Hi Syd, On 15-07-14 11:22 AM, Syd Bauman wrote:
Why anyone would want to convert their JSON to base64 so they can store it in their TEI file is beyond me. But I'm pretty myopic, I guess.
The main reason for storing this sort of thing in my projects would be that it's time-consuming and processor-expensive to generate on the fly.
Yes, but why store it in myDoc.tei rather than in myDoc.json? Seems like you'd be making your life harder. But that's just MHO.
Right now I have over 7,300 despatches documents in TEI, and over 7,300 parallel OAI-PMH files in a separate collection. If a despatches file changes its name or gets deleted, I have to remember to remove the parallel OAI-PMH file from both SVN and from the eXist instance; inevitably that sometimes fails to happen and they get out of sync. Life will be much simpler with <xenoData>.
We're not actually asking for binary data here; we're just asking for the possibility of non-XML data. I don't forsee any circumstances in which I'd want to include binary data. Mostly we'll be talking about existing metadata standards and transmission-friendly standards such as JSON, I think.
So you're saying that we should explicitly permit non-XML character-based formats (like JSON), but disallow binary formats (that have, by necessity, been converted to a character format, of course)?

────────────────────────────────────────

> **Short task A**: Output the thread about non-XML data in TEI between "Right now I" and "JSON, I think.", inclusive.
> **Short task B**: Decide whether each statement below agrees with the thread about non-XML data in TEI, answering yes or no and quoting the words that settle it: (i) The reply to Syd Bauman mentions over 7,300 despatches documents in TEI. (ii) The reply to Syd Bauman foresees circumstances calling for binary data. (iii) The parallel OAI-PMH files sit in the same collection as the TEI documents.
Base your answers only on the thread about non-XML data in TEI.

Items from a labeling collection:

────────────────────────────────────────

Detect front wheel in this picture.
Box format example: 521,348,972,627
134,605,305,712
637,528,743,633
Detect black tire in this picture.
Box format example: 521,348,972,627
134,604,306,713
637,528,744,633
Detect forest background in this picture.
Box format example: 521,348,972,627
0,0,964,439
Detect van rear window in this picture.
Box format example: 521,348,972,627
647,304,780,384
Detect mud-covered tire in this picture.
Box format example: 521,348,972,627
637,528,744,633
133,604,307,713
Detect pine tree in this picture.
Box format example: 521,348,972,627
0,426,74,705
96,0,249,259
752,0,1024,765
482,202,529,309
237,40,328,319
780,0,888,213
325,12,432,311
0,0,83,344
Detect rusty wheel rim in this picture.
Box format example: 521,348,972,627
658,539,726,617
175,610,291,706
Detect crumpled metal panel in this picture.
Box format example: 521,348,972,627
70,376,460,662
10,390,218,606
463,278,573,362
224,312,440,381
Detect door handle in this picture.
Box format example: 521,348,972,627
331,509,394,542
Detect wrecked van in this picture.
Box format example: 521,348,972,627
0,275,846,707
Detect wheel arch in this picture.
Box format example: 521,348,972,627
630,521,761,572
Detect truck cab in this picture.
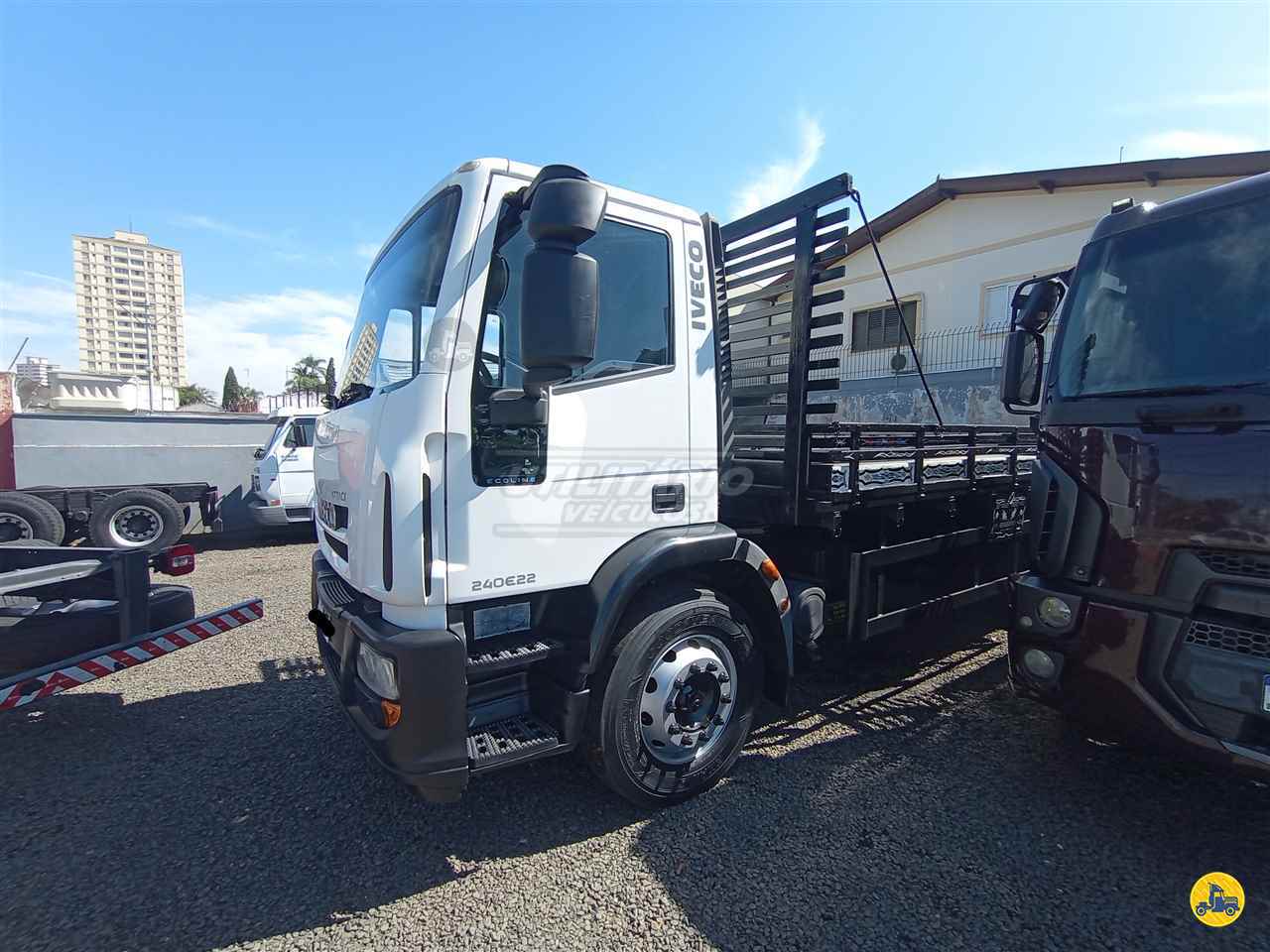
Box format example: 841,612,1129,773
248,408,318,527
1002,176,1270,775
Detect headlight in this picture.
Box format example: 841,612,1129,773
357,643,398,701
1036,595,1072,629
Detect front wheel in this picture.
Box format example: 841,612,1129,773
588,586,763,807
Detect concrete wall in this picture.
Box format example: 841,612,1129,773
13,414,274,531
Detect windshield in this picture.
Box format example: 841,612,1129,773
1053,198,1270,399
339,187,459,404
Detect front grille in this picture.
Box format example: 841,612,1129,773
322,532,348,562
1187,621,1270,658
1195,549,1270,579
1036,480,1058,561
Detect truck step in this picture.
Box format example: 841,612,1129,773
467,715,560,771
467,639,555,678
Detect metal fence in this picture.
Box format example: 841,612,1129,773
733,322,1058,393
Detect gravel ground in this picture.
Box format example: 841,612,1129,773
0,536,1270,951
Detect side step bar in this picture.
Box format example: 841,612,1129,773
467,713,564,774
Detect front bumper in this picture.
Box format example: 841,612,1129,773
312,552,467,802
1010,575,1270,776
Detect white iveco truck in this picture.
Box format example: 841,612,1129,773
310,160,1034,806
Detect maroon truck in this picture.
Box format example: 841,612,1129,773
1001,174,1270,775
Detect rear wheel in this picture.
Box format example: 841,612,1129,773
0,493,66,545
87,488,186,552
588,586,763,807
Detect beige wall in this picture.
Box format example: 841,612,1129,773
817,178,1229,348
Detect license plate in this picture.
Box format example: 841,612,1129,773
989,495,1028,538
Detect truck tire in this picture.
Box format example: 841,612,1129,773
586,585,763,808
87,486,186,552
0,493,66,545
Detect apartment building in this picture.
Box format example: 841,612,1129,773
71,231,187,387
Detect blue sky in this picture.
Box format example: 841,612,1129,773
0,1,1270,394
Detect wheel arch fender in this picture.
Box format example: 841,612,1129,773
586,523,794,703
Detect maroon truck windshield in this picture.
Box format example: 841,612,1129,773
1052,198,1270,399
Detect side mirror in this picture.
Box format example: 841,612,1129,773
321,373,339,410
1010,277,1067,332
521,165,608,400
1001,330,1045,414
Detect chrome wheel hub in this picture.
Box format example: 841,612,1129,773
110,505,163,548
639,635,736,765
0,513,36,542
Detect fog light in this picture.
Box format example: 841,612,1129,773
357,643,399,701
1024,648,1058,680
1036,595,1072,629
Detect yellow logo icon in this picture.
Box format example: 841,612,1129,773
1192,872,1243,929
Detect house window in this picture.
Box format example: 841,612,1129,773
481,207,675,387
983,281,1022,334
851,300,917,353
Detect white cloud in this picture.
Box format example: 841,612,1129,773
0,272,357,396
1112,89,1270,115
1125,130,1265,160
731,113,825,218
186,289,357,395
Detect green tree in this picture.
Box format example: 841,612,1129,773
287,354,322,394
177,384,216,407
221,367,242,413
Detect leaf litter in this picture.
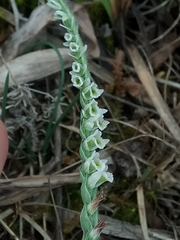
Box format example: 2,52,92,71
0,0,180,240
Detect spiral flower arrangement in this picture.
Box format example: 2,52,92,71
48,0,113,240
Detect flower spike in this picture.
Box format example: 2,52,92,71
48,0,113,240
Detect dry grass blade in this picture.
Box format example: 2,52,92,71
0,173,80,189
0,7,15,25
0,219,19,240
128,47,180,142
0,5,53,66
0,48,72,92
137,185,150,240
0,173,80,206
19,213,51,240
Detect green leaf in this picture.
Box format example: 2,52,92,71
1,73,9,122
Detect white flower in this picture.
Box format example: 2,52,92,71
72,62,82,73
64,33,73,42
89,220,108,240
69,42,79,53
88,171,113,189
71,75,84,88
54,10,68,22
95,116,109,131
82,99,100,118
83,151,107,174
82,82,104,100
70,45,87,60
47,0,62,10
83,129,109,151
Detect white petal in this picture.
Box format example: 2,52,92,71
64,33,73,42
72,62,81,73
54,10,68,22
47,0,62,10
69,42,79,53
71,75,83,88
88,171,114,189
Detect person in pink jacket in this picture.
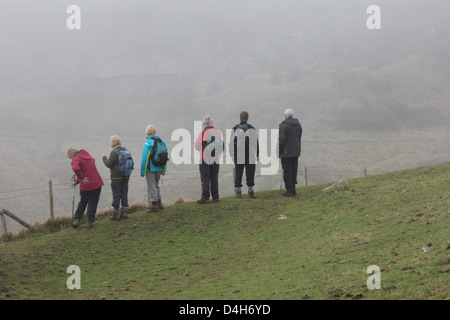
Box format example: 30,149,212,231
66,148,103,228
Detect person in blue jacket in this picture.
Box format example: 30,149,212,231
141,125,167,212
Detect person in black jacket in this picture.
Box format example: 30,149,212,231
229,111,259,199
278,109,303,196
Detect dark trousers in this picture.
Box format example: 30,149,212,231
73,187,102,222
234,163,256,188
200,160,220,200
281,157,298,189
111,177,130,210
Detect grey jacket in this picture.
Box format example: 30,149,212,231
278,118,303,158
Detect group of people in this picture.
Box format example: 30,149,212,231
66,109,302,228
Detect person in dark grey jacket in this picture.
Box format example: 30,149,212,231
278,109,303,196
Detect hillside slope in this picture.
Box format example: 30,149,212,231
0,163,450,300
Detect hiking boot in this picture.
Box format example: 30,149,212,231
283,189,295,197
147,204,159,213
120,207,128,219
197,198,210,204
283,187,297,197
109,210,120,221
72,219,81,228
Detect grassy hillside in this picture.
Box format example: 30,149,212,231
0,163,450,300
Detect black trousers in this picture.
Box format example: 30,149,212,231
73,187,102,222
281,157,298,189
234,163,256,188
199,160,220,200
111,177,130,210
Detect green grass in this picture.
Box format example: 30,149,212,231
0,164,450,300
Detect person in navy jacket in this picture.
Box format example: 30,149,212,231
141,125,167,212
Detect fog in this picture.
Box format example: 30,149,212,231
0,0,450,229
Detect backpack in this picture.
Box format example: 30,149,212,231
114,148,134,176
205,129,225,158
149,137,169,168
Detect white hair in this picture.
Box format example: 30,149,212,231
284,109,294,118
203,116,213,126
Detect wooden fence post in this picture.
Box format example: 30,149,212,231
0,210,8,234
48,180,54,219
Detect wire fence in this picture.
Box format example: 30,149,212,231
0,166,384,232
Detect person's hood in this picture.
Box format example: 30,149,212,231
76,149,92,160
281,118,300,127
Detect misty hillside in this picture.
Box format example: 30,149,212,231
0,0,450,227
0,163,450,300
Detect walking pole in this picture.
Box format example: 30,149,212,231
72,175,75,220
280,158,283,192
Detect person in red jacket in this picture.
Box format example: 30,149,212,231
66,148,103,228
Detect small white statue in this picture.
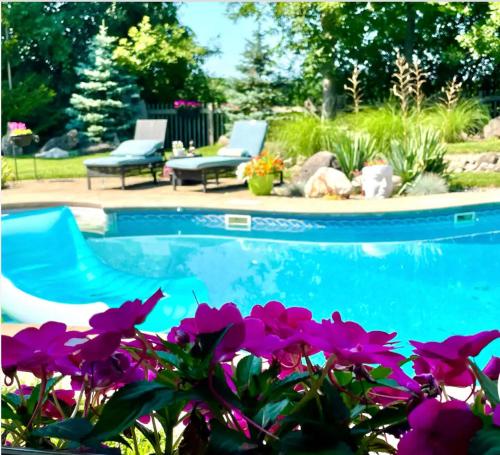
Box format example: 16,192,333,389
361,164,392,199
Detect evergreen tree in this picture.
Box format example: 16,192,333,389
67,24,139,142
229,25,278,118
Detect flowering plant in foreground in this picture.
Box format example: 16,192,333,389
174,100,201,109
7,122,33,136
243,151,283,178
2,290,500,455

────────────────────────────────────────

> **Complete response A**:
Right now I have over 7,300 despatches documents in TEI, and over 7,300 parallel OAI-PMH files in a separate collection. If a despatches file changes its name or gets deleted, I have to remember to remove the parallel OAI-PMH file from both SVN and from the eXist instance; inevitably that sometimes fails to happen and they get out of sync. Life will be much simpler with <xenoData>.
We're not actually asking for binary data here; we're just asking for the possibility of non-XML data. I don't forsee any circumstances in which I'd want to include binary data. Mostly we'll be talking about existing metadata standards and transmission-friendly standards such as JSON, I think.

> **Complete response B**:
(i) Yes: "Right now I have over 7,300 despatches documents in TEI"
(ii) No: "I don't forsee any circumstances in which I'd want to include binary data."
(iii) No: "over 7,300 parallel OAI-PMH files in a separate collection"